▸ AIM OF THE EXERCISE:
In the entries that follow, find the line containing "[ ] one point per instance of the white vinyl", then output exactly every line from the first through that one.

▸ RECORDS FOR PROCESSING:

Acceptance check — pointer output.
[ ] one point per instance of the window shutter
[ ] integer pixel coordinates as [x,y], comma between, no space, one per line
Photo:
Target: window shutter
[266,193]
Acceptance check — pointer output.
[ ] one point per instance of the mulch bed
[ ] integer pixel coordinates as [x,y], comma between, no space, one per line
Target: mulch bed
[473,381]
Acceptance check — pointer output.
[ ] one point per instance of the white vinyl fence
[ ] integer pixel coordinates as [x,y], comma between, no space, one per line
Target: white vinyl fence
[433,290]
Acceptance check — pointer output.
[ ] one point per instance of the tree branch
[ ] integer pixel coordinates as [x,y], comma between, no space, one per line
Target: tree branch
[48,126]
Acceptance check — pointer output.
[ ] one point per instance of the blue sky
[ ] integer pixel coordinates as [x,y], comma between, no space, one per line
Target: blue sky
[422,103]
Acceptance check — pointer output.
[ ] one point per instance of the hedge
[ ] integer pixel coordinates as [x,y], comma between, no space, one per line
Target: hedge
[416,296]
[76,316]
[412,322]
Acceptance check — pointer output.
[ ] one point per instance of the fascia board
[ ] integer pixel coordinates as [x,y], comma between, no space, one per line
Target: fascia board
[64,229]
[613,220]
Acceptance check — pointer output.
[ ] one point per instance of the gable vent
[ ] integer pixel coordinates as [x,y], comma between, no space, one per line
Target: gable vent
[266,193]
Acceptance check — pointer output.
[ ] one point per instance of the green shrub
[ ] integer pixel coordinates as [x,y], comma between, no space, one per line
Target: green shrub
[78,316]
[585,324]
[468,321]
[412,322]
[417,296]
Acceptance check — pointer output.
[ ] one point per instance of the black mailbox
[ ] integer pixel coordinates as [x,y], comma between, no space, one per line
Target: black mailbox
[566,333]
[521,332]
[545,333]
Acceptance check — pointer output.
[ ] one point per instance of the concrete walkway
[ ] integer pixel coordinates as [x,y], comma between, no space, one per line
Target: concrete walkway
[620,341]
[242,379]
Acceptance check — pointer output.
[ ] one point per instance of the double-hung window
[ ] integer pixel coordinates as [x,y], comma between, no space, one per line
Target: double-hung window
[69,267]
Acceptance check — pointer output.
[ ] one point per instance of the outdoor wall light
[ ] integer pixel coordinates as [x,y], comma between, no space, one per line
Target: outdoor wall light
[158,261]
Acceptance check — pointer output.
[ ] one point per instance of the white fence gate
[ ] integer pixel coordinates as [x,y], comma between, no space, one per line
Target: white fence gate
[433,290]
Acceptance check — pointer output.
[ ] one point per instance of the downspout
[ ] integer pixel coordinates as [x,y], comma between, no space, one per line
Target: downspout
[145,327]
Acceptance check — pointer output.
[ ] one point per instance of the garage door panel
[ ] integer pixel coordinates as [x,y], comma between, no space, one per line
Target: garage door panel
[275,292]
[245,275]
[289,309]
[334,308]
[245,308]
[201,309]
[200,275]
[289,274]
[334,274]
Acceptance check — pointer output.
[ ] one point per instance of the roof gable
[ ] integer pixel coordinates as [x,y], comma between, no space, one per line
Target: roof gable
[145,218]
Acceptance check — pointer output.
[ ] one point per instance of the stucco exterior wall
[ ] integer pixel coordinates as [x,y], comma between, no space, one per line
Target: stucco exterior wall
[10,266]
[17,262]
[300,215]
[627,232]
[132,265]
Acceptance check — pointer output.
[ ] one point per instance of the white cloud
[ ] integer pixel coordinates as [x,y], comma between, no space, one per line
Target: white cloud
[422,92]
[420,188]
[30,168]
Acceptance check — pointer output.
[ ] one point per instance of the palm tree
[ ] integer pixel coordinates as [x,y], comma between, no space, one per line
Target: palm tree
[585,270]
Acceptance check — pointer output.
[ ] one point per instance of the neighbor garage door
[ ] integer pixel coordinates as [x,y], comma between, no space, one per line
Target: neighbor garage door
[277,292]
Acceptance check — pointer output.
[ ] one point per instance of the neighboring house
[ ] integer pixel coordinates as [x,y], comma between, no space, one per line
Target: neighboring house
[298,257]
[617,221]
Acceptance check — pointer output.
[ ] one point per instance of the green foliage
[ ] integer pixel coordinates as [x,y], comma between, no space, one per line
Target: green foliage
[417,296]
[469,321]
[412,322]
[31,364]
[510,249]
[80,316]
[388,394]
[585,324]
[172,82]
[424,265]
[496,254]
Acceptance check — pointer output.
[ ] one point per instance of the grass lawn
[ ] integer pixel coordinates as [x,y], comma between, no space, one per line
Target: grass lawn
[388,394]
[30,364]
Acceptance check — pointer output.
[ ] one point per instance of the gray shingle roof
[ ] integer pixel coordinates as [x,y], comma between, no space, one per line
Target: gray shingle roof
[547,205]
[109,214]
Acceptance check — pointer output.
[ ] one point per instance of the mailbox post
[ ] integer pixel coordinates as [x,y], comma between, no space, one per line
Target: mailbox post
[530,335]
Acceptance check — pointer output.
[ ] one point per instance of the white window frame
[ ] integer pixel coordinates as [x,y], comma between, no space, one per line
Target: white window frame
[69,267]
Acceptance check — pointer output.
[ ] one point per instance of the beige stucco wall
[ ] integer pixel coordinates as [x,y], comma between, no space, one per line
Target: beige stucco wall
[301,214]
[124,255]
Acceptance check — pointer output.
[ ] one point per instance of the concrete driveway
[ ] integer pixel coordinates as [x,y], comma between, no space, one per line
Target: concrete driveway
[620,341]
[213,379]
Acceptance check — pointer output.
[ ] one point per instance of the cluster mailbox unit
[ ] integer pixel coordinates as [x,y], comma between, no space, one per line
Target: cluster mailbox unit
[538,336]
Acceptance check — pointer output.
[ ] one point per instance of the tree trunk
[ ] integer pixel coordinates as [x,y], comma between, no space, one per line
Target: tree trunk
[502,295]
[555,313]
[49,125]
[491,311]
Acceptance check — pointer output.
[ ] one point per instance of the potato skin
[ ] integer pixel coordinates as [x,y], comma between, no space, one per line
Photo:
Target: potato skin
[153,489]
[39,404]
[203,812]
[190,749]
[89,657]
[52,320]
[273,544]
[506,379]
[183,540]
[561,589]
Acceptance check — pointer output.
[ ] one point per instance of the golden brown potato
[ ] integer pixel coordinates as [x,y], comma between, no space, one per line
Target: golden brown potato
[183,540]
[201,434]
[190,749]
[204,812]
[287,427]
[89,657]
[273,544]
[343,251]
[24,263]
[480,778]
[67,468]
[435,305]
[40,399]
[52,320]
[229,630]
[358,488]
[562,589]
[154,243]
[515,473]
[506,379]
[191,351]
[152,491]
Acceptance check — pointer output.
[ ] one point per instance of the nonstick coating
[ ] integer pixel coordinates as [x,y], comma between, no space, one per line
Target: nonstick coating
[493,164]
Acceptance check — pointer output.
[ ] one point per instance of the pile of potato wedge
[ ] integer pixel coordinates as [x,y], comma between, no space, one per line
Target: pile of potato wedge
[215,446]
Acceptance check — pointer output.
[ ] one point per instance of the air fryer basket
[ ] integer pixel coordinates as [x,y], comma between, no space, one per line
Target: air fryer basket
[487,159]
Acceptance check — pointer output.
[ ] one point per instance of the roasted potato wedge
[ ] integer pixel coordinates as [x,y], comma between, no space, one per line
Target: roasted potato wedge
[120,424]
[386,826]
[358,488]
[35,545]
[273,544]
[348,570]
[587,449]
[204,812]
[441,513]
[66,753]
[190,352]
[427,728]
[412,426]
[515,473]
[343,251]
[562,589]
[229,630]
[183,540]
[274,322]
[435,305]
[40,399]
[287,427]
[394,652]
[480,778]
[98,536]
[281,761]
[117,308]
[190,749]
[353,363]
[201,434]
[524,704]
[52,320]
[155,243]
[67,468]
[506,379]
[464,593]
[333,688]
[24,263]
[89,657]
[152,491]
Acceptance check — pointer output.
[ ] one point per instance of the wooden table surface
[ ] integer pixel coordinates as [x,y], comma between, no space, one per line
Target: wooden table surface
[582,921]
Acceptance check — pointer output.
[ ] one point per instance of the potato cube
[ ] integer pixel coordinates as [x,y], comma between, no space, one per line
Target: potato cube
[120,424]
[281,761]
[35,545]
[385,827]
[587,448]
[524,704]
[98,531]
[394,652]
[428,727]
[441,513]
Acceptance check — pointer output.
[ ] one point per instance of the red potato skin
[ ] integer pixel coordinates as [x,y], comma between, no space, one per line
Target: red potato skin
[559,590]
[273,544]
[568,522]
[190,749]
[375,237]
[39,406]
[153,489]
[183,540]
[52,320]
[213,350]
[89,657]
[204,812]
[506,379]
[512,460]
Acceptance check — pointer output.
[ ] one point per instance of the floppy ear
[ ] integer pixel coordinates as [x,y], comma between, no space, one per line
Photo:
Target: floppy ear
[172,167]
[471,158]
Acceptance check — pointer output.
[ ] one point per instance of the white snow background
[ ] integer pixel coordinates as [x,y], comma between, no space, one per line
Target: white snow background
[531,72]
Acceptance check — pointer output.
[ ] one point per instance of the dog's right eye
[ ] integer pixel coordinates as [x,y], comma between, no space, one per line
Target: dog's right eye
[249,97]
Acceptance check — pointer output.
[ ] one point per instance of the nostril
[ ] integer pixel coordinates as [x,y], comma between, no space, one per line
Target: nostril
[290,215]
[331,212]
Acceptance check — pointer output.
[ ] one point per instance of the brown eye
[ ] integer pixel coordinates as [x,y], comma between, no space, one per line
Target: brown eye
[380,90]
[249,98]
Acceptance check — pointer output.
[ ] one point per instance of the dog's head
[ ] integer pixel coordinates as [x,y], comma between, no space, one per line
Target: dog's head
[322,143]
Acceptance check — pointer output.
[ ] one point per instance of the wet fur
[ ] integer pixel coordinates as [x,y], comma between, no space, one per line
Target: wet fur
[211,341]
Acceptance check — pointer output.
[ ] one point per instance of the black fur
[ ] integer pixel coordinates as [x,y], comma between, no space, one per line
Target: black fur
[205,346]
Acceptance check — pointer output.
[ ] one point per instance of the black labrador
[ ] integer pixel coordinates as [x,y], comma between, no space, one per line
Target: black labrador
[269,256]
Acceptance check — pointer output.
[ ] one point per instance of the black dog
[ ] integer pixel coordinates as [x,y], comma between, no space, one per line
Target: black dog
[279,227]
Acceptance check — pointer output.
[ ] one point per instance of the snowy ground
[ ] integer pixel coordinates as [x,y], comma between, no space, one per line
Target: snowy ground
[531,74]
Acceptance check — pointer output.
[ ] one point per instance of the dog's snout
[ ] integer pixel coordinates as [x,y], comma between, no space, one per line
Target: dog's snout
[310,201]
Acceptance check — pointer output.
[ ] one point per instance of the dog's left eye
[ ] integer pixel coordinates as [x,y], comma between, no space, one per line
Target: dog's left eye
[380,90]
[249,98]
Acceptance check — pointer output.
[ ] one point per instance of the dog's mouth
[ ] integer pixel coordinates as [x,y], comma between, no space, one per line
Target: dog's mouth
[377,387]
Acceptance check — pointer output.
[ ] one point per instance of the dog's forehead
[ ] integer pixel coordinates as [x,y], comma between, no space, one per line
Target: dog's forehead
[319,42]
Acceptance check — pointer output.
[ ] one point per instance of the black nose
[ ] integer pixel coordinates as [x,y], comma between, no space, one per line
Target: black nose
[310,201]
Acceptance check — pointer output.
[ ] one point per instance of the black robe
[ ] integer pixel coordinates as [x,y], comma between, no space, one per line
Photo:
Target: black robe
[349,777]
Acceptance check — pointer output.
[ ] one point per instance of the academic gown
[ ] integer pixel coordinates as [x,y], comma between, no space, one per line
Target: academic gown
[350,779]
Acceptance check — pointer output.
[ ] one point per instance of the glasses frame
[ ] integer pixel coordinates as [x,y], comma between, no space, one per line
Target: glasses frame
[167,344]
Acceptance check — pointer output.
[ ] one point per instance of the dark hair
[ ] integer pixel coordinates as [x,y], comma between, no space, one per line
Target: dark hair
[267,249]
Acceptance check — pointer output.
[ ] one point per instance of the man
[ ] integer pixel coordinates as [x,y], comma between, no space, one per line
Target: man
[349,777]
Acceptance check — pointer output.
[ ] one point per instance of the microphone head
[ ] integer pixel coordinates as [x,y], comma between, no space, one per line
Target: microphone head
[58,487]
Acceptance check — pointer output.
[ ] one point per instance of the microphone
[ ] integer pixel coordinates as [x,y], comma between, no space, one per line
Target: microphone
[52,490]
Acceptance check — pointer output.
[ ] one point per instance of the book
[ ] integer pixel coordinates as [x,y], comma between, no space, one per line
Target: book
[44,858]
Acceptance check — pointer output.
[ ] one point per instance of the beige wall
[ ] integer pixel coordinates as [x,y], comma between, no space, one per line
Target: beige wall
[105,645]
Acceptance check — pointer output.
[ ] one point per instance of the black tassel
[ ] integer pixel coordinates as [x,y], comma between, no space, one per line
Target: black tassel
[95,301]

▸ OUTPUT OF THE TASK:
Acceptance check — pointer output.
[ ] one point per instance of the window shutter
[ ] integer pixel coordinates as [x,y], comma between, no space, one per line
Photo:
Target: window shutter
[266,193]
Acceptance check — pointer output.
[ ] one point per instance of the mulch bed
[ ] integer pixel coordinates as [x,y], comma between, no space, one per line
Target: mulch bed
[473,381]
Acceptance check — pointer output.
[ ] one point per instance of the white vinyl fence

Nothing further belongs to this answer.